_Task to complete_
Each line below needs to be restated word for word.

Segmentation mask data
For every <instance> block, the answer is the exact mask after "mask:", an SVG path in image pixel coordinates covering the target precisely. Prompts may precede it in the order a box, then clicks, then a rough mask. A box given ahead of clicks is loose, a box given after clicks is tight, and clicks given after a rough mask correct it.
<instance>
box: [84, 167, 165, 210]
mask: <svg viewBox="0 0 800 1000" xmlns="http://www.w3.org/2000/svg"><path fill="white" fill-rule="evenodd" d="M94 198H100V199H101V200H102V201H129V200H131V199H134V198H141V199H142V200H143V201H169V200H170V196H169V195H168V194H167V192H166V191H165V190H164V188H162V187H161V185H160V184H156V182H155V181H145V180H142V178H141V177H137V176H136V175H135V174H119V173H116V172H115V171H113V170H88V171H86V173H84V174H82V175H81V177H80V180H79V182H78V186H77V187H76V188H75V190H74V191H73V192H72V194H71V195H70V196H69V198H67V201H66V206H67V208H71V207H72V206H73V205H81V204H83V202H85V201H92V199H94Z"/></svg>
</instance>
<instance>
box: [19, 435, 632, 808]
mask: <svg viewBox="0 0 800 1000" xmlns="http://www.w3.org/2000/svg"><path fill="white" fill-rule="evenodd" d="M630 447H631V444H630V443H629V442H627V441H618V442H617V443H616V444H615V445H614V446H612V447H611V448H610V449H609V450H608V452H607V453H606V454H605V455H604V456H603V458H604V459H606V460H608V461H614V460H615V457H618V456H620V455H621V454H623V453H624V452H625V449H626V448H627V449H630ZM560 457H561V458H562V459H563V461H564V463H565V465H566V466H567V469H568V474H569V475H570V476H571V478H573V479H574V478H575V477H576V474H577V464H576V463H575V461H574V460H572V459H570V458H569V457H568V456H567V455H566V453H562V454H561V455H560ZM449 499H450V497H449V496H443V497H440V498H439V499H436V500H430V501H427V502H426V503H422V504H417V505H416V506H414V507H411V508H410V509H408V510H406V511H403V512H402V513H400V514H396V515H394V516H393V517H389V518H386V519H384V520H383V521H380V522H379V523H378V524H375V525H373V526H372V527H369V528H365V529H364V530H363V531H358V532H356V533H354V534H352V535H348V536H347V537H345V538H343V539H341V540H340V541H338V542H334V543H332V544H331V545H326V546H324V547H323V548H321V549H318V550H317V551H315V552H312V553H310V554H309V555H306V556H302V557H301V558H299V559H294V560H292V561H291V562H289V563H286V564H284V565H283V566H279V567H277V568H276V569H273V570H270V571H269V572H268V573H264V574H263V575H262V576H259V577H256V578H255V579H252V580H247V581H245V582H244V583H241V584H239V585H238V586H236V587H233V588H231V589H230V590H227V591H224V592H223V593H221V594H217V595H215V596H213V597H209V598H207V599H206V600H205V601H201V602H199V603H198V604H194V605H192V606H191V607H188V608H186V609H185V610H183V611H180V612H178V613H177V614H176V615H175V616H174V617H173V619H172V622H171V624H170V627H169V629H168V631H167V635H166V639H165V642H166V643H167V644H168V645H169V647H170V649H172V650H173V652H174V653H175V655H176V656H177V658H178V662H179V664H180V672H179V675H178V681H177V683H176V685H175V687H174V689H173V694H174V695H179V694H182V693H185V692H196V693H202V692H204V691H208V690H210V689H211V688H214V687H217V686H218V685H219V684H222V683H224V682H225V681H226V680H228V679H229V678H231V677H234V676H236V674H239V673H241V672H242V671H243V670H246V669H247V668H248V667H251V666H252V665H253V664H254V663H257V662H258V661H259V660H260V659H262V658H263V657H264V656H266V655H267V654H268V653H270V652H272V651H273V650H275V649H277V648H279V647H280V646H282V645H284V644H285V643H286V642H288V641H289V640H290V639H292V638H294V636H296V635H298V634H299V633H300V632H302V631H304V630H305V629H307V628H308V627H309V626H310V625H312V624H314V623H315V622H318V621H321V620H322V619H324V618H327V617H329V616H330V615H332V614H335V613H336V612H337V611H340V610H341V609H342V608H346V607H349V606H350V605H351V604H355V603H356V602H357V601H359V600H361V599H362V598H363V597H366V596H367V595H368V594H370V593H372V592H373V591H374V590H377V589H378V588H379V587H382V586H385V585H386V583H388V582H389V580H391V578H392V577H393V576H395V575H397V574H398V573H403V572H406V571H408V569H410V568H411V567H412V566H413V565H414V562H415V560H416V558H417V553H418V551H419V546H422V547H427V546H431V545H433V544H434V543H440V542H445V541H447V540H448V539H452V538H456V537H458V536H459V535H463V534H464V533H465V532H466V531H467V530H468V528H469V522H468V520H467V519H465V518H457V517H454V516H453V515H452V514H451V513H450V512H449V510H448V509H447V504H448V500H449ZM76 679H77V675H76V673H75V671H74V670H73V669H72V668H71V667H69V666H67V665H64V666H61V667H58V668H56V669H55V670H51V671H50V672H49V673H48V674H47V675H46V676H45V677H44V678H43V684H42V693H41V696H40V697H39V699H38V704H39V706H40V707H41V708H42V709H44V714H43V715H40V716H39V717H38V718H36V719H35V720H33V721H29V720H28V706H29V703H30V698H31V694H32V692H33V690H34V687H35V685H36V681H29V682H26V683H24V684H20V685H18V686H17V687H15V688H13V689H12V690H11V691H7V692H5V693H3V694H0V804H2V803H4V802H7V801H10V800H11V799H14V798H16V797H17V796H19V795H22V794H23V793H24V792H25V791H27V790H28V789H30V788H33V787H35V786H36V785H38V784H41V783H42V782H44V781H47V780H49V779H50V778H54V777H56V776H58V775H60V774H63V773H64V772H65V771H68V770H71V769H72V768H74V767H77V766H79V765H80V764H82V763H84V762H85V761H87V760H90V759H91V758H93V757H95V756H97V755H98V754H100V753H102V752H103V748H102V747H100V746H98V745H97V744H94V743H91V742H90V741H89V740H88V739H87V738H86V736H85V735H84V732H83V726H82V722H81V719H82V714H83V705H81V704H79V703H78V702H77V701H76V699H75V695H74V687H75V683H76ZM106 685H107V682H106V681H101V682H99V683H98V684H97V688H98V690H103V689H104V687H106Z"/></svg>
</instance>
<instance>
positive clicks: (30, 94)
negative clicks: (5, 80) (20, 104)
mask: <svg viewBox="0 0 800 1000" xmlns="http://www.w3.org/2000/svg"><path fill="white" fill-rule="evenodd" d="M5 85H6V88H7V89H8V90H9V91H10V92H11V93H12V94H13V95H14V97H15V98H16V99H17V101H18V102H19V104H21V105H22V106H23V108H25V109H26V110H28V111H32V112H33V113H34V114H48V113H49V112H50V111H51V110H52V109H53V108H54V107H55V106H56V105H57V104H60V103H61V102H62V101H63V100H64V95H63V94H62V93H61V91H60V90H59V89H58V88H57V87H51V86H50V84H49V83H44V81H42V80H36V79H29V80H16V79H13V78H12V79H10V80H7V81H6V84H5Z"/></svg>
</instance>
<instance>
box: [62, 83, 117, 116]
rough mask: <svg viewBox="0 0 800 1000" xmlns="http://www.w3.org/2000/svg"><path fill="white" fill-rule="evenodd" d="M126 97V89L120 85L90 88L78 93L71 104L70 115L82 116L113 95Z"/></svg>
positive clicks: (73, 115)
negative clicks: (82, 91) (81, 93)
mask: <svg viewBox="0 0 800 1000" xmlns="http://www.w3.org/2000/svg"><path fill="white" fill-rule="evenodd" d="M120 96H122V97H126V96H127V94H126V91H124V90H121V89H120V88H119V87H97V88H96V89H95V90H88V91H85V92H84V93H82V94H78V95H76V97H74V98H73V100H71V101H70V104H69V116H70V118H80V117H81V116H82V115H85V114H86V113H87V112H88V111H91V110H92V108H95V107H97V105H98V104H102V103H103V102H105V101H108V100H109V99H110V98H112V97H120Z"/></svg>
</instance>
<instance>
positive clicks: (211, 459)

_Result below_
For every <instance> block, the answer is the exact mask after "mask:", an SVG path in image pixel coordinates covering the target precisely. Prompts may precede it in the order a box, then clicks, then a rough mask. A box given ahead of clicks is loose, a box given after clicks is tight, and clicks given after a rough mask correct it.
<instance>
box: [84, 167, 165, 210]
mask: <svg viewBox="0 0 800 1000" xmlns="http://www.w3.org/2000/svg"><path fill="white" fill-rule="evenodd" d="M94 198H100V199H101V200H102V201H129V200H131V199H134V198H141V199H142V200H143V201H169V200H170V196H169V195H168V194H167V192H166V191H165V190H164V188H162V187H161V185H160V184H156V182H155V181H145V180H142V178H141V177H137V176H136V175H135V174H119V173H116V172H115V171H113V170H88V171H86V173H84V174H82V175H81V177H80V180H79V182H78V186H77V187H76V188H75V190H74V191H73V192H72V194H71V195H70V196H69V198H67V201H66V206H67V208H71V207H72V206H73V205H81V204H83V202H85V201H92V199H94Z"/></svg>
</instance>
<instance>
box: [19, 435, 632, 808]
mask: <svg viewBox="0 0 800 1000" xmlns="http://www.w3.org/2000/svg"><path fill="white" fill-rule="evenodd" d="M630 447H631V444H630V443H629V442H627V441H618V442H617V443H616V444H615V445H614V446H612V447H611V448H610V449H609V450H608V452H607V453H606V454H605V455H604V456H603V458H604V459H606V460H608V461H614V460H615V457H618V456H620V455H621V454H623V453H624V452H625V449H626V448H627V449H630ZM560 457H561V458H562V459H563V461H564V463H565V465H566V466H567V469H568V474H569V475H570V476H571V478H573V479H574V478H575V477H576V474H577V464H576V463H575V461H574V460H572V459H570V458H569V457H568V456H567V455H566V453H562V454H561V455H560ZM449 499H450V497H449V496H443V497H440V498H439V499H436V500H430V501H427V502H426V503H422V504H417V505H416V506H414V507H411V508H410V509H408V510H406V511H403V512H402V513H400V514H396V515H394V516H393V517H389V518H386V519H384V520H383V521H380V522H379V523H378V524H375V525H373V526H372V527H369V528H365V529H364V530H363V531H358V532H356V533H354V534H352V535H348V536H347V537H345V538H343V539H341V540H340V541H338V542H334V543H332V544H331V545H326V546H324V547H323V548H321V549H318V550H317V551H315V552H312V553H310V554H309V555H306V556H302V557H301V558H299V559H294V560H292V561H291V562H289V563H286V564H284V565H283V566H279V567H277V568H276V569H273V570H270V571H269V572H268V573H264V574H263V575H262V576H259V577H256V578H255V579H252V580H247V581H245V582H244V583H241V584H239V585H238V586H236V587H233V588H231V589H230V590H227V591H224V592H223V593H221V594H217V595H215V596H213V597H209V598H207V599H206V600H205V601H201V602H199V603H198V604H194V605H192V606H191V607H188V608H186V609H185V610H183V611H180V612H178V613H177V614H176V615H175V616H174V617H173V619H172V622H171V624H170V627H169V629H168V631H167V635H166V639H165V642H166V643H167V644H168V645H169V647H170V649H172V650H173V652H174V653H175V655H176V656H177V658H178V662H179V664H180V672H179V675H178V681H177V683H176V685H175V687H174V689H173V694H174V695H179V694H182V693H185V692H196V693H202V692H204V691H208V690H210V689H211V688H214V687H217V686H218V685H219V684H222V683H224V682H225V681H226V680H228V679H229V678H231V677H234V676H236V674H239V673H241V672H242V671H243V670H246V669H247V668H248V667H251V666H252V665H253V664H254V663H257V662H258V661H259V660H260V659H262V658H263V657H264V656H266V655H267V654H268V653H270V652H272V651H273V650H275V649H277V648H279V647H280V646H282V645H284V644H285V643H286V642H288V641H289V640H290V639H292V638H294V636H296V635H298V634H299V633H300V632H302V631H304V630H305V629H307V628H308V627H309V626H310V625H312V624H314V623H315V622H318V621H321V620H322V619H324V618H327V617H329V616H330V615H332V614H335V613H336V612H337V611H340V610H341V609H342V608H346V607H349V606H350V605H351V604H355V603H356V602H357V601H359V600H361V599H362V598H363V597H366V596H367V595H368V594H370V593H372V592H373V591H374V590H377V589H378V588H379V587H382V586H385V585H386V583H388V582H389V580H391V578H392V577H393V576H395V575H397V574H398V573H403V572H406V571H408V569H410V568H411V567H412V566H413V565H414V562H415V560H416V558H417V553H418V551H419V546H422V547H427V546H431V545H433V544H434V543H440V542H445V541H447V540H448V539H452V538H456V537H458V536H459V535H463V534H464V533H465V532H466V531H467V530H468V528H469V522H468V520H467V519H465V518H457V517H454V516H453V515H452V514H451V513H450V512H449V510H448V509H447V504H448V500H449ZM76 679H77V675H76V673H75V671H74V670H73V669H72V668H71V667H69V666H67V665H64V666H61V667H58V668H56V669H55V670H51V671H50V672H49V673H48V674H47V675H46V676H45V677H44V678H43V684H42V693H41V696H40V697H39V699H38V704H39V706H40V707H41V708H42V709H44V714H43V715H40V716H39V717H38V718H36V719H35V720H33V721H29V720H28V706H29V703H30V698H31V694H32V692H33V690H34V687H35V685H36V681H29V682H26V683H24V684H20V685H18V686H17V687H15V688H13V689H12V690H11V691H7V692H5V693H3V694H0V804H2V803H4V802H7V801H10V800H11V799H14V798H16V797H17V796H19V795H22V794H23V793H24V792H25V791H27V790H28V789H30V788H33V787H35V786H36V785H38V784H41V783H42V782H44V781H47V780H49V779H50V778H54V777H56V776H58V775H60V774H63V773H64V772H65V771H68V770H71V769H72V768H74V767H77V766H79V765H80V764H82V763H84V762H85V761H87V760H90V759H91V758H93V757H95V756H97V755H98V754H100V753H102V752H103V748H102V747H100V746H98V745H97V744H94V743H91V742H90V741H89V740H88V739H87V738H86V736H85V735H84V732H83V726H82V722H81V719H82V714H83V705H81V704H79V703H78V702H77V701H76V699H75V695H74V687H75V683H76ZM106 685H107V682H106V681H101V682H99V683H98V684H97V688H98V690H103V689H104V687H106Z"/></svg>
</instance>
<instance>
positive clicks: (30, 94)
negative clicks: (5, 80) (20, 104)
mask: <svg viewBox="0 0 800 1000" xmlns="http://www.w3.org/2000/svg"><path fill="white" fill-rule="evenodd" d="M5 85H6V88H7V89H8V90H9V91H10V92H11V93H12V94H13V95H14V97H15V98H16V99H17V101H18V102H19V104H21V105H22V106H23V108H25V109H26V110H28V111H32V112H33V113H34V114H48V113H49V112H50V111H51V110H52V109H53V108H54V107H55V106H56V105H57V104H60V103H61V102H62V101H63V100H64V95H63V94H62V93H61V91H60V90H59V89H58V88H57V87H51V86H50V84H49V83H44V81H42V80H36V79H29V80H16V79H13V78H12V79H10V80H7V81H6V84H5Z"/></svg>
</instance>
<instance>
box: [62, 83, 117, 116]
rough mask: <svg viewBox="0 0 800 1000" xmlns="http://www.w3.org/2000/svg"><path fill="white" fill-rule="evenodd" d="M126 97V89L120 85L90 88L78 93L71 104L70 115L82 116L113 95Z"/></svg>
positive clicks: (73, 115)
negative clicks: (82, 91) (81, 93)
mask: <svg viewBox="0 0 800 1000" xmlns="http://www.w3.org/2000/svg"><path fill="white" fill-rule="evenodd" d="M120 96H122V97H126V96H127V94H126V91H124V90H121V89H120V88H119V87H97V88H96V89H95V90H88V91H85V92H84V93H82V94H78V95H76V97H74V98H73V100H71V101H70V104H69V116H70V118H80V117H81V116H82V115H85V114H86V113H87V112H88V111H91V110H92V108H95V107H97V105H98V104H102V103H103V102H105V101H108V100H109V99H110V98H112V97H120Z"/></svg>
</instance>
<instance>
positive clicks: (211, 459)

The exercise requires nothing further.